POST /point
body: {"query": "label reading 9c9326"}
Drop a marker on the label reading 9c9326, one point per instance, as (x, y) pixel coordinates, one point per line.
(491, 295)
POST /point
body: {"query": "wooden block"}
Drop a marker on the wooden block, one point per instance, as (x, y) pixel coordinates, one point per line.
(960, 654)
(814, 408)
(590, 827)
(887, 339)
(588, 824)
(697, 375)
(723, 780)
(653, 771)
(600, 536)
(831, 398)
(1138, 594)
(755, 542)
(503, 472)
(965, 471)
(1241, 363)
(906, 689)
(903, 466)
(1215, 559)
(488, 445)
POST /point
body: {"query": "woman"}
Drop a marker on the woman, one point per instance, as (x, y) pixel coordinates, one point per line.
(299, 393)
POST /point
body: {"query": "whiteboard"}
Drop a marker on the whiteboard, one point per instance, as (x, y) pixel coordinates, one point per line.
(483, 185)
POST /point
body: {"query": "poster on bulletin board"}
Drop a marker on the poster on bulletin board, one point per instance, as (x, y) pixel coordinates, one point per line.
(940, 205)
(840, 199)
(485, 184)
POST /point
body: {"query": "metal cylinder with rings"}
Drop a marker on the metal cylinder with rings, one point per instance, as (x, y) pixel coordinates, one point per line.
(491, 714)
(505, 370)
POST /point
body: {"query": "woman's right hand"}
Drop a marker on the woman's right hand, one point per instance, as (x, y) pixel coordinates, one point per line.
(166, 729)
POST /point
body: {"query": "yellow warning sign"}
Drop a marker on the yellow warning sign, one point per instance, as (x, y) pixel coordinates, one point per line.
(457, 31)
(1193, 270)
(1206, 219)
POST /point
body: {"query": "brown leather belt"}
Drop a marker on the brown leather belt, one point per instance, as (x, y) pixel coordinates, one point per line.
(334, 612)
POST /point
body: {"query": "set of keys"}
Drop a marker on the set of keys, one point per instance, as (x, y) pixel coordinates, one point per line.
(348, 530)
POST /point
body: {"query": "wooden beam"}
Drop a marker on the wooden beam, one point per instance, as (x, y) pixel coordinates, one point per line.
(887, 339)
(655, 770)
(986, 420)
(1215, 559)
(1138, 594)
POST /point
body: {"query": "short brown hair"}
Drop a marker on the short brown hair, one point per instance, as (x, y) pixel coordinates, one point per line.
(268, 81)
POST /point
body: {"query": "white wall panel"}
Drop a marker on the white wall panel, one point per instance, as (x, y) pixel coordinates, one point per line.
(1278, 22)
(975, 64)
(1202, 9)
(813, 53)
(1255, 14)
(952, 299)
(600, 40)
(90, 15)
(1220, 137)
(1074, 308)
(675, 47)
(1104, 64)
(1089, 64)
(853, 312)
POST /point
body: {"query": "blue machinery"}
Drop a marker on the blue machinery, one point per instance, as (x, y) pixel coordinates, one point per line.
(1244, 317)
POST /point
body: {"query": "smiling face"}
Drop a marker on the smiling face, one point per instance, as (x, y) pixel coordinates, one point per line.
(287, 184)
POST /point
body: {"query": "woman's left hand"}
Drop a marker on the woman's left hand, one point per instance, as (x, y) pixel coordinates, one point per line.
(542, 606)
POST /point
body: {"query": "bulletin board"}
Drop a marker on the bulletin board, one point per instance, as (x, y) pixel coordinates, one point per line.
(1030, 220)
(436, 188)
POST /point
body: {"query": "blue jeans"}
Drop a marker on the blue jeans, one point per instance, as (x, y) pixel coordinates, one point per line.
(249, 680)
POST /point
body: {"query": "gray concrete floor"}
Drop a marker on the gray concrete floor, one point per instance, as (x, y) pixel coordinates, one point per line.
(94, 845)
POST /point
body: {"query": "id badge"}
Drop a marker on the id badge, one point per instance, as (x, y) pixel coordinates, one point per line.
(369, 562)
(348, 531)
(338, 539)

※ ※ ※

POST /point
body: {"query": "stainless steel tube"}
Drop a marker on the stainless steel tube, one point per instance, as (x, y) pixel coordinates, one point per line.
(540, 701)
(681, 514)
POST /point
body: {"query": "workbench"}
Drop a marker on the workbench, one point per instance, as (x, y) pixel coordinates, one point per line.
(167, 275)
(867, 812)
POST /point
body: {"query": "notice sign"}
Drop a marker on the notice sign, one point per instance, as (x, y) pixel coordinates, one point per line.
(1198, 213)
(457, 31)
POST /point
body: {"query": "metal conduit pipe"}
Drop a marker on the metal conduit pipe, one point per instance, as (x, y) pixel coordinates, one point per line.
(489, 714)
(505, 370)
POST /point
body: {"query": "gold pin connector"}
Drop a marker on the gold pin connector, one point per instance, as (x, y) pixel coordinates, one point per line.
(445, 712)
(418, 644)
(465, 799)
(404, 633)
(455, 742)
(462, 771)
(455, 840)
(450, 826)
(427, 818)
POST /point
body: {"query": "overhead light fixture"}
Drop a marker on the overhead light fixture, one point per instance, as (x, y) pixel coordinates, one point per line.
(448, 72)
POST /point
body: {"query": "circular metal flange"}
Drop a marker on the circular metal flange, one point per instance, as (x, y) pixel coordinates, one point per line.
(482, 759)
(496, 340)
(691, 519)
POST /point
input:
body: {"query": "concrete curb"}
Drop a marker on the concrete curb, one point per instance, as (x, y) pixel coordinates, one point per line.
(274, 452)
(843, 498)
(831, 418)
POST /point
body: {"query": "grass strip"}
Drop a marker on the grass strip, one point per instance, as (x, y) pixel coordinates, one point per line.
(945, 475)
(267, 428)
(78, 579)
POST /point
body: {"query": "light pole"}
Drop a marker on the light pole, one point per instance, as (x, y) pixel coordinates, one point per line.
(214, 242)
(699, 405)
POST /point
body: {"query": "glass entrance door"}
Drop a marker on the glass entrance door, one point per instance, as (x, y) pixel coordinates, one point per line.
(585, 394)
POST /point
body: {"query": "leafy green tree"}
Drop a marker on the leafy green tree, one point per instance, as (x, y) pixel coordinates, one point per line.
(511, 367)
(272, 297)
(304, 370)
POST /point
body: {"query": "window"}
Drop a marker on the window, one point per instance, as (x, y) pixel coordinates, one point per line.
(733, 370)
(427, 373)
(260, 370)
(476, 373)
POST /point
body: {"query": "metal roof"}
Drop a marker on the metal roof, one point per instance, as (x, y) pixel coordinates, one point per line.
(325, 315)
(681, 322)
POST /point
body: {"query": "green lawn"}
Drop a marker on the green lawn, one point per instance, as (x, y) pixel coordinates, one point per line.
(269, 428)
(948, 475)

※ ※ ※

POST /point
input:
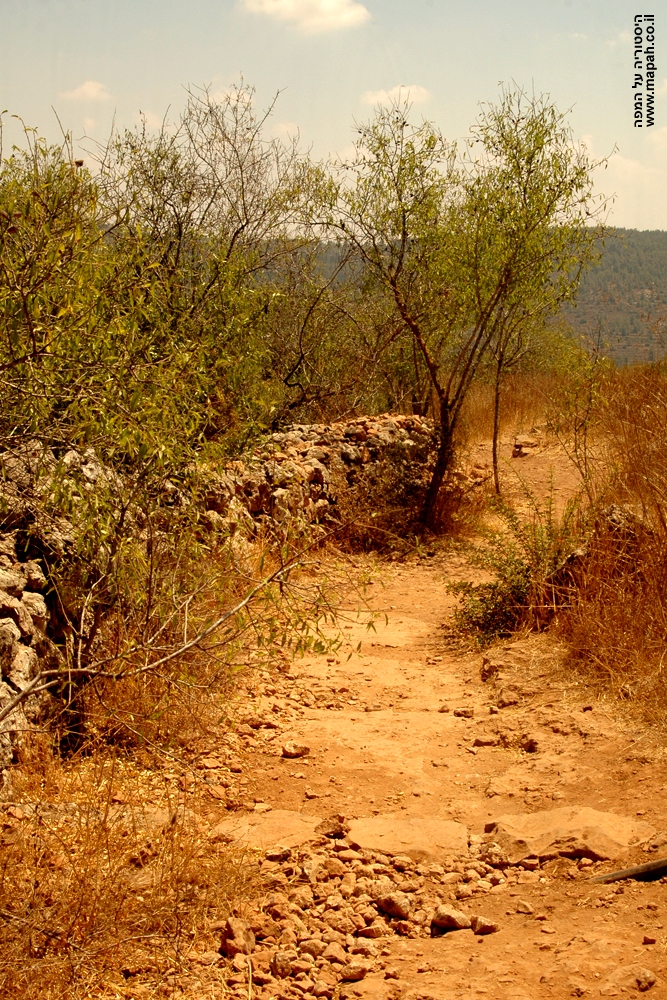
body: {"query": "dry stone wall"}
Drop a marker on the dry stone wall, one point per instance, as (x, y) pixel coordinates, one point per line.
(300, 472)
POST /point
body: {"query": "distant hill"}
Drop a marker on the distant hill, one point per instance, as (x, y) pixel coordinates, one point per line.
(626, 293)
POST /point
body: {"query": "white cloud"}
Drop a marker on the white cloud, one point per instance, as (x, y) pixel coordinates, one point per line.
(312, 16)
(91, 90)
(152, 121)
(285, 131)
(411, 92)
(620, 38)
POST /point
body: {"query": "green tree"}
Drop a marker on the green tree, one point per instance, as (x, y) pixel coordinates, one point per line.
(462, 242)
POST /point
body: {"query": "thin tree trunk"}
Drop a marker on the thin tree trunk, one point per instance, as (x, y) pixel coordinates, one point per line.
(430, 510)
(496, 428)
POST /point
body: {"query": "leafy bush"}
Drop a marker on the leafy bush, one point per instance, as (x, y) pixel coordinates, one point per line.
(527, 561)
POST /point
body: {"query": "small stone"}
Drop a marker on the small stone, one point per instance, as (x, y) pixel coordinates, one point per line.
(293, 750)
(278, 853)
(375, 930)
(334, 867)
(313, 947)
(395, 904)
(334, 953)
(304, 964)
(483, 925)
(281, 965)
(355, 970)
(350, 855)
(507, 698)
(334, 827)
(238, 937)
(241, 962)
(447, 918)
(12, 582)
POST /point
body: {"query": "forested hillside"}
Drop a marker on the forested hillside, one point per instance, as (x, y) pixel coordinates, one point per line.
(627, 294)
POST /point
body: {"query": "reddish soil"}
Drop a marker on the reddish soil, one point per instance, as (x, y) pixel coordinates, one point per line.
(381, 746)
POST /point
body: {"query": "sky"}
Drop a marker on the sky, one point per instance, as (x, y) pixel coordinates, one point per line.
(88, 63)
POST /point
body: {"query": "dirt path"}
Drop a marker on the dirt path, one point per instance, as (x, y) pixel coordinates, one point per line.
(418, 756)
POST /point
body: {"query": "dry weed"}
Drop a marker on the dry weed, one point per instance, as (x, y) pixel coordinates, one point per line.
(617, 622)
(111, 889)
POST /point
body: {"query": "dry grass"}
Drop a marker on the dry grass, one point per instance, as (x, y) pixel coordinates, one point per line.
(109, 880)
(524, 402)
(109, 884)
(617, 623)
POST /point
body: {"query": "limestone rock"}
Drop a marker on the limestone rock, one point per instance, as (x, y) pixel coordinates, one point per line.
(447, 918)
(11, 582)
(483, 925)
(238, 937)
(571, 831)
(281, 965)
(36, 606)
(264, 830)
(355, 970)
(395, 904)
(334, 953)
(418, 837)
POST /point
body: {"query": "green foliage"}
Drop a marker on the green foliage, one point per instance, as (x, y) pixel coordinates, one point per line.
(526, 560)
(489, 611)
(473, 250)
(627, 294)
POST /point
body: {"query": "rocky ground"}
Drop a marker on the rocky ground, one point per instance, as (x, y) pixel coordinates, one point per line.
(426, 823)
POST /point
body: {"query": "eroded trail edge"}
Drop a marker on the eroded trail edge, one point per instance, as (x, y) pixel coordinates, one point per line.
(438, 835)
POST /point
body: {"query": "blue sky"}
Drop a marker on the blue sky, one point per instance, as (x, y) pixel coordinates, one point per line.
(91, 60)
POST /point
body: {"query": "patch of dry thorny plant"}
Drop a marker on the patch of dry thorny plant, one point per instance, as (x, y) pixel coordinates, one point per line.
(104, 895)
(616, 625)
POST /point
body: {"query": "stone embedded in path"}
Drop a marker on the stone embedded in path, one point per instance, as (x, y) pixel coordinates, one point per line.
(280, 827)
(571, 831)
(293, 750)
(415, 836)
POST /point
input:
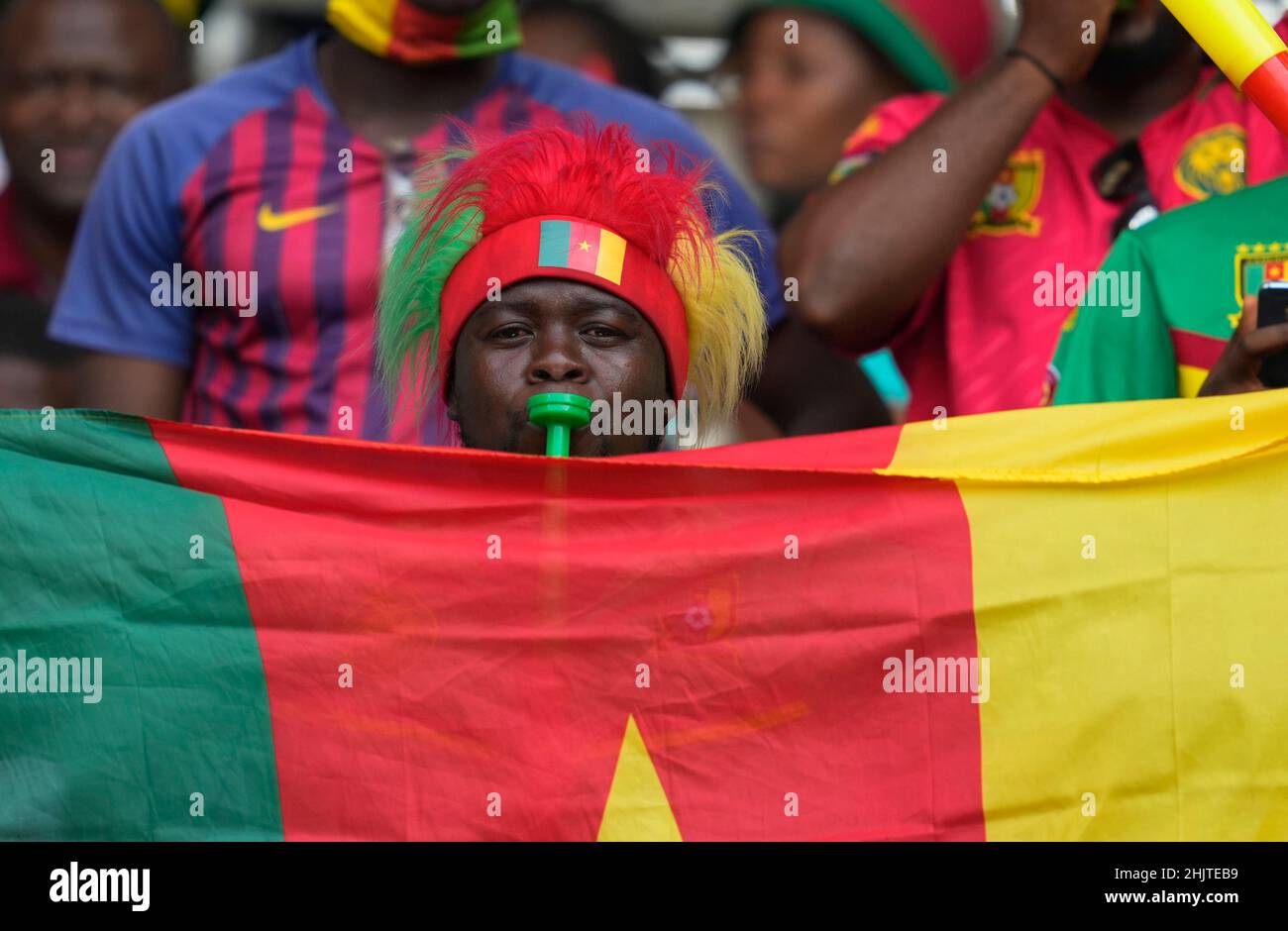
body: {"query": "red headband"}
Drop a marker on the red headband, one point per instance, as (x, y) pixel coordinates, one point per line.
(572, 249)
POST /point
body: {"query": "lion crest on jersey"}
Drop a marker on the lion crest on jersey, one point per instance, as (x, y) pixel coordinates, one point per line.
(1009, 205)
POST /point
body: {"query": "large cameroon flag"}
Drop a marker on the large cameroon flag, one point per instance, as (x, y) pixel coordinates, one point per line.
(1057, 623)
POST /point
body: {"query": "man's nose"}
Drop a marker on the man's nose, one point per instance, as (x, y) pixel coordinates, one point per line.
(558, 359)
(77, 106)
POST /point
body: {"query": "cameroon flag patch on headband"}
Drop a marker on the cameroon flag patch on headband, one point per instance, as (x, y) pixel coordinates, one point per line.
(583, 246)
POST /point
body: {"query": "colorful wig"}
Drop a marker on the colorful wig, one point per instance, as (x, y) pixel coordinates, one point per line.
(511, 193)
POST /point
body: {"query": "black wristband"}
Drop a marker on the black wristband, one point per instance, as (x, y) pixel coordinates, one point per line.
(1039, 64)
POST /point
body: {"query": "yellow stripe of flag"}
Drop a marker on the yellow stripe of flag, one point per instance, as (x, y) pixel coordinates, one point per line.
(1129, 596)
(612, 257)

※ ※ ※

Pick out every line of the items above that holds the word "machinery", and copy each one in full. Case counts, so match only that exact string.

*REPLY*:
body: {"query": "blue machinery"}
Drop a marker on the blue machinery, one point per instance, as (x, y) pixel coordinates, one point per line.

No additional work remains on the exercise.